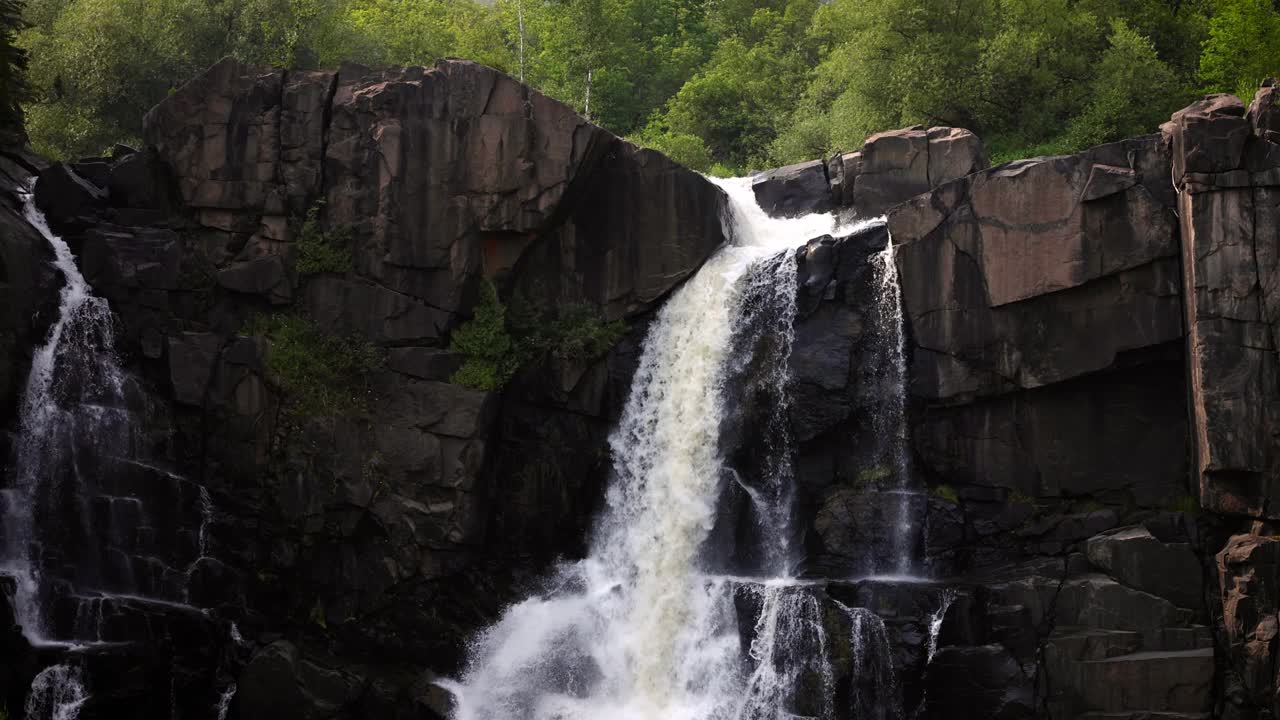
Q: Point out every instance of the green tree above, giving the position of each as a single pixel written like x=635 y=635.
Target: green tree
x=1243 y=46
x=13 y=69
x=736 y=103
x=1132 y=92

Exercise description: Return each entry exactly as it stands above, apart from any images.

Solution for this exercise:
Q: Point out every instance of the green tree above, giving the position of each as a single pixel written like x=635 y=635.
Target: green tree
x=1243 y=46
x=13 y=69
x=736 y=103
x=1132 y=92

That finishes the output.